start PROVIDED INFORMATION

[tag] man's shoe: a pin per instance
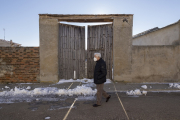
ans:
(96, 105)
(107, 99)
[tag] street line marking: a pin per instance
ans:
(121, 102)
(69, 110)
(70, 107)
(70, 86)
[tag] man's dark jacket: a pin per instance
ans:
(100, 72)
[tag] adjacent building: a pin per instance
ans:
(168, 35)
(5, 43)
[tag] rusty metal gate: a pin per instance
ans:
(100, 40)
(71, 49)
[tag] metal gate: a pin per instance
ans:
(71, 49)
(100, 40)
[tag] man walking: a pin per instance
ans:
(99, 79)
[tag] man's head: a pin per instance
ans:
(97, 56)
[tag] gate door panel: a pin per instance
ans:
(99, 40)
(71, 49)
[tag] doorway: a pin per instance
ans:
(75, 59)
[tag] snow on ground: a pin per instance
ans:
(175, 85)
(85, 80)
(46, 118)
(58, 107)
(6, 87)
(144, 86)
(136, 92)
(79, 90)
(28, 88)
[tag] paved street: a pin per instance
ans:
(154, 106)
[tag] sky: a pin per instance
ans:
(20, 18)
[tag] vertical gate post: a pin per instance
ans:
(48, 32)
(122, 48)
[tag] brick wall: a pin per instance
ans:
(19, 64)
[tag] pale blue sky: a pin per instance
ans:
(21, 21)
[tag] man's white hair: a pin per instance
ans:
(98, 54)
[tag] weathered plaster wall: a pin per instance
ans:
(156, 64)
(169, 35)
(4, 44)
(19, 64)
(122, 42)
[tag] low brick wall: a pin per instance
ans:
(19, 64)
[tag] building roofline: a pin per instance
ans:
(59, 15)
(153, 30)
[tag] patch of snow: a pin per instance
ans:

end PROVIDED INFORMATION

### EXERCISE TASK
Write out all the entries word for word, but skip any images.

### ANSWER TO THE PROBLEM
[tag] man's shoe: a pin per instance
ans:
(96, 105)
(107, 99)
[tag] street line marking: a pin per instance
ans:
(121, 102)
(69, 110)
(70, 107)
(70, 86)
[tag] man's dark jacket: a pin per instance
ans:
(100, 72)
[tag] adjacent building: a pin per instance
ans:
(168, 35)
(5, 43)
[tag] rusty metal gate: a pin per instance
ans:
(100, 40)
(71, 49)
[tag] metal gate: a pin per instance
ans:
(71, 49)
(100, 40)
[tag] man walking: a pin per instance
ans:
(99, 79)
[tag] man's head: a pin per instance
ans:
(97, 56)
[tag] gate door panel: a pin per instance
ans:
(99, 40)
(71, 49)
[tag] doorway: a pin per instance
ans:
(75, 59)
[tag] snow on ground: a pin per instance
ans:
(175, 85)
(85, 80)
(46, 118)
(58, 107)
(6, 87)
(144, 86)
(136, 92)
(79, 90)
(28, 88)
[tag] paved street: a pin per instance
ans:
(154, 106)
[tag] sky: a pin per instance
ans:
(20, 18)
[tag] vertical gate post: a pin per instance
ans:
(48, 32)
(122, 48)
[tag] brick wall: a pin per instance
ans:
(19, 64)
[tag] pale blue sky: a pin per instance
ans:
(21, 21)
[tag] man's white hair: a pin per instance
ans:
(98, 54)
[tag] weathered plaster wall: a pin per instance
ans:
(156, 64)
(169, 35)
(4, 44)
(19, 64)
(122, 42)
[tag] low brick wall: a pin per instance
ans:
(19, 64)
[tag] building roofline: a pin per instance
ans:
(59, 15)
(153, 30)
[tag] patch of snow: a pin per instance
ans:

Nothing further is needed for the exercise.